● **Reto**:
Reproduce todo el material línea por línea, sin alterar ningún carácter.

● **Material de entrada**:
• • • • •
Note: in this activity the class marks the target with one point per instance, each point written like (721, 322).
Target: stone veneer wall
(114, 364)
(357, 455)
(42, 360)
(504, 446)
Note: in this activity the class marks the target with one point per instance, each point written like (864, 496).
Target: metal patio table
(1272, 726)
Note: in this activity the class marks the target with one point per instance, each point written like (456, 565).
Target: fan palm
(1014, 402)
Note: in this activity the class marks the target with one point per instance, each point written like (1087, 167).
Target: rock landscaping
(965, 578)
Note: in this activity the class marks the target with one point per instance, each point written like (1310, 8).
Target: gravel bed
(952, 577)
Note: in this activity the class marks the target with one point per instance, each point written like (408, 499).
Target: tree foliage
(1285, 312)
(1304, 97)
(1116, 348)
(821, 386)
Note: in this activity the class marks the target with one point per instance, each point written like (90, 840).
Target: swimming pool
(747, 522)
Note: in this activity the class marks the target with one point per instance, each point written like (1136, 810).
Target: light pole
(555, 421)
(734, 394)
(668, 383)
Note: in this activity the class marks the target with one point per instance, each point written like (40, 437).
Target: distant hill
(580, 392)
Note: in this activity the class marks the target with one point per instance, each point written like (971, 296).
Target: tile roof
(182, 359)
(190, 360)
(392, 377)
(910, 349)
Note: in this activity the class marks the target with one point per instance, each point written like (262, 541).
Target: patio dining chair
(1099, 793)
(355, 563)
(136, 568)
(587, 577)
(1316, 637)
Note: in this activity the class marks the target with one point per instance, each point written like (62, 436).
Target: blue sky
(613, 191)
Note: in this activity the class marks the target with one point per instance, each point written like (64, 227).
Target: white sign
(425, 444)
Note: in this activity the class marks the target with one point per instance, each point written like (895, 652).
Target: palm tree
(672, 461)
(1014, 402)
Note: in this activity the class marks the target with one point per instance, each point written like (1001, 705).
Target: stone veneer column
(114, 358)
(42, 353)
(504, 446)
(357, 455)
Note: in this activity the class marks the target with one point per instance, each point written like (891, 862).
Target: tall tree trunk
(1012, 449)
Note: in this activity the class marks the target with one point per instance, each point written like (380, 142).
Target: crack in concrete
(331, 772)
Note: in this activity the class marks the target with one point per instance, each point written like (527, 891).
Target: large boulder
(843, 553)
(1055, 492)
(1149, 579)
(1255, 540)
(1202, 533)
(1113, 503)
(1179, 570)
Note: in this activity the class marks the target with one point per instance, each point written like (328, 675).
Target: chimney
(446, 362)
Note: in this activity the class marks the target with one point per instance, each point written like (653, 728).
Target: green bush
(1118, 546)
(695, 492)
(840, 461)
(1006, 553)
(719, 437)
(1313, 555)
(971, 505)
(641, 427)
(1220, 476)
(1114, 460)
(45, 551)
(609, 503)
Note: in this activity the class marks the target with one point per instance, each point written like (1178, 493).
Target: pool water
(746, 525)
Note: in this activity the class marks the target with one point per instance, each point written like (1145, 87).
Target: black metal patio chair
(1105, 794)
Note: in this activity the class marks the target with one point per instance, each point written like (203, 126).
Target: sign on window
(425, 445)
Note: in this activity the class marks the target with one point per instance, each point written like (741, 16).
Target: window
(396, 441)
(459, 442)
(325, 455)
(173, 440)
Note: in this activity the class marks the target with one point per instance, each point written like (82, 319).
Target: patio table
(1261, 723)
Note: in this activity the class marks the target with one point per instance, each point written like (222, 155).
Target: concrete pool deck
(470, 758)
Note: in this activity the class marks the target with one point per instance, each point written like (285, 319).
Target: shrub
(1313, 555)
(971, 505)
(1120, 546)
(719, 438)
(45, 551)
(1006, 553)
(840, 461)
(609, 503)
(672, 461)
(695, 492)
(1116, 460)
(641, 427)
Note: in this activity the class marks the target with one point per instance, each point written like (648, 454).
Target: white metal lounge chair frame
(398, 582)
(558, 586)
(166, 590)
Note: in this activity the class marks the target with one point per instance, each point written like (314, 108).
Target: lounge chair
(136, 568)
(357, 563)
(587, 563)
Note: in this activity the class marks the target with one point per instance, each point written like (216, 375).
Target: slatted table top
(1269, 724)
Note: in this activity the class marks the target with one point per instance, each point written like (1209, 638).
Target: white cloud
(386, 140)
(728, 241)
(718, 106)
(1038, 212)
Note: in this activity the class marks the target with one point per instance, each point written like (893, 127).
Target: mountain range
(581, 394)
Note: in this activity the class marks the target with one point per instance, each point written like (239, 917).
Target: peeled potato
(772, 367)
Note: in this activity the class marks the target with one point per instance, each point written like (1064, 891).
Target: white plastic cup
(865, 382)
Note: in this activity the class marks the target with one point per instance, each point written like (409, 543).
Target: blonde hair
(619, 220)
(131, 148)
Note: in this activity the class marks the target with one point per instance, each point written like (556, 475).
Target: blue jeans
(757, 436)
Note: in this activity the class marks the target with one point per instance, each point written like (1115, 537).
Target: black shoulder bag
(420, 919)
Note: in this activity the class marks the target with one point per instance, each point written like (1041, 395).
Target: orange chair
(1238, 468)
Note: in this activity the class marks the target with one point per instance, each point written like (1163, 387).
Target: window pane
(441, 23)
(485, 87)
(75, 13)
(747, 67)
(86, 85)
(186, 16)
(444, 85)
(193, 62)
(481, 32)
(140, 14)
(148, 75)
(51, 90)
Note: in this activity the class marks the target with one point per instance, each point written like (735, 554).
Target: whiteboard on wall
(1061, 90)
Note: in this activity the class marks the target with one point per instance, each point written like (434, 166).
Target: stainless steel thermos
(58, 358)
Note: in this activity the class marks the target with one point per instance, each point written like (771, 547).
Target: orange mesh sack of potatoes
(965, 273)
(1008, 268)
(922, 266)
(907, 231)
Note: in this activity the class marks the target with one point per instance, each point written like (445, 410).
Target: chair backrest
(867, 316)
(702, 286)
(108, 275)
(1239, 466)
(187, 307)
• • • • •
● **Resultado**:
Note: in this activity the class marks the target with one point per instance, each point written like (721, 322).
Target: stone veneer wall
(114, 364)
(357, 455)
(42, 360)
(504, 446)
Note: in this activity the class marks the target with one point per instance, each point written like (864, 496).
Target: metal patio table
(1272, 726)
Note: in this activity the class marks the target with one point per instance, each point written like (456, 565).
Target: fan palm
(1014, 402)
Note: in this activity the class marks the target with one point per instance, each point written like (1087, 167).
Target: rock landscaping
(965, 578)
Note: in this activity the class marks the target with one point per instance, each point written like (1310, 8).
Target: gravel bed
(952, 577)
Note: in this activity the class marks the target with one point per instance, each point written like (408, 499).
Target: tree foliage
(1285, 312)
(1304, 97)
(1116, 348)
(821, 386)
Note: in this activity the class marks the target with one point per instance, each point written like (90, 840).
Target: swimming pool
(747, 522)
Note: in this activity the class marks the target with one point per instance, each point written like (1136, 810).
Target: light pole
(555, 421)
(734, 394)
(668, 383)
Note: in this activity the class marks the target with one point per instance, each point written like (40, 437).
Target: distant hill
(580, 392)
Note: in this activity the class marks the target with one point per instance, each point written like (971, 296).
Target: tile roof
(182, 359)
(190, 360)
(392, 377)
(910, 349)
Note: in this activity the class marks the target with one point per instance, each point written like (262, 541).
Target: patio dining chair
(1099, 793)
(355, 563)
(136, 568)
(587, 577)
(1316, 637)
Note: in this activity the class marks the target with one point per instance, each point written like (62, 436).
Target: blue sky
(613, 191)
Note: in this activity the class marks the target with one point per instance, each point written like (64, 227).
Target: white sign
(425, 444)
Note: in this activity the class marks the target with one point per instance, each point written like (895, 652).
Target: palm tree
(672, 461)
(1014, 402)
Note: in this activity the class marks the target with one point per instance, each point written like (1001, 705).
Target: stone veneer column
(114, 358)
(42, 353)
(504, 446)
(357, 455)
Note: in this activity the class marks the target with one point per instance, each point written like (891, 862).
Target: tall tree trunk
(1012, 449)
Note: in this activity the class marks the target with one point per instance, each point written like (380, 142).
Target: crack in concrete
(331, 772)
Note: in this activity the class marks the target with one point per instance, each point written like (527, 891).
Target: large boulder
(843, 553)
(1055, 492)
(1149, 579)
(1255, 540)
(1202, 533)
(1113, 503)
(1179, 570)
Note: in this activity the class marks the target with one point per instance, each point written like (328, 675).
Target: chimney
(446, 362)
Note: in this activity the class marks the target with one point per instance, each point written like (653, 728).
Target: green bush
(1118, 546)
(695, 492)
(840, 461)
(1006, 553)
(719, 437)
(1313, 555)
(971, 505)
(641, 427)
(1220, 476)
(1114, 460)
(45, 551)
(609, 503)
Note: in this activity the class marks the target with one point per instance, each point written like (1178, 493).
Target: pool water
(746, 525)
Note: in this activity the class marks the target with one point per instance, each point written like (1145, 87).
Target: black metal patio chair
(1105, 794)
Note: in this activity the class marks the target with one point per instance, each point written like (203, 126).
Target: sign on window
(425, 445)
Note: in this activity the class marks the target with one point per instance, each point written like (741, 16).
Target: window
(396, 441)
(459, 442)
(325, 455)
(173, 440)
Note: in this activity the class marks the target with one point per instance, each point written like (82, 319).
Target: patio table
(1261, 723)
Note: in this activity the class marks the target with one point per instance, each point written like (222, 155).
Target: concrete pool deck
(470, 758)
Note: in this activity the class marks the target with one point per instance, each point written like (285, 319).
Target: shrub
(1313, 555)
(971, 505)
(1120, 546)
(719, 438)
(45, 551)
(1006, 553)
(840, 461)
(609, 503)
(672, 461)
(695, 492)
(1116, 460)
(641, 427)
Note: in this activity the class marks the target with one point per instance, each point written like (648, 454).
Target: white metal lounge chair frame
(398, 582)
(558, 586)
(166, 590)
Note: in this activity the class marks the target with one point per instance, each point written like (314, 108).
Target: lounge chair
(136, 568)
(357, 563)
(587, 563)
Note: in this activity the class marks the target with one point per instance, each point written like (216, 375).
Target: slatted table top
(1269, 724)
Note: in this activity the class marks the target with one point per instance, each point written like (1209, 638).
Target: white cloud
(386, 140)
(728, 241)
(718, 106)
(1038, 212)
Note: in this activity the class marks the target with one point per instance, each point written like (893, 127).
Target: mountain range
(581, 394)
Note: in this activity the class marks the target with one point per instance, each point written like (239, 917).
Target: peeled potato
(772, 367)
Note: in this activity the class marks the target with one point per instance, each point written like (1064, 891).
Target: white plastic cup
(865, 382)
Note: in this activity the class marks the target with one point per instance, each point written like (409, 543).
Target: blonde hair
(619, 220)
(131, 148)
Note: in this activity the class marks the target with one point per instance, each point written like (556, 475).
Target: blue jeans
(757, 436)
Note: in this activity the class marks the target with one point per instance, each point written like (1115, 537).
Target: black shoulder bag
(420, 919)
Note: in this activity the class marks the target with one point per instance, each point written like (1041, 395).
Target: orange chair
(1238, 468)
Note: in this activity the class marks the target with one point per instance, each point written like (1163, 387).
Target: window pane
(441, 23)
(485, 87)
(75, 13)
(747, 67)
(86, 85)
(186, 16)
(444, 85)
(193, 62)
(481, 32)
(140, 14)
(148, 75)
(51, 90)
Note: in this activity the class marks the target with one point per instance, each point written like (735, 554).
Target: whiteboard on wall
(1061, 90)
Note: in this activity the class marks the target with one point per instance, each point written like (434, 166).
Target: stainless steel thermos
(58, 358)
Note: in this activity the class marks the target with one point per instance, each point written like (771, 547).
Target: orange mesh sack of potatoes
(965, 273)
(1008, 268)
(922, 266)
(907, 231)
Note: in this activity the class marks the target with one point per instance, each point written like (445, 410).
Target: chair backrest
(867, 316)
(702, 286)
(108, 275)
(1239, 466)
(187, 307)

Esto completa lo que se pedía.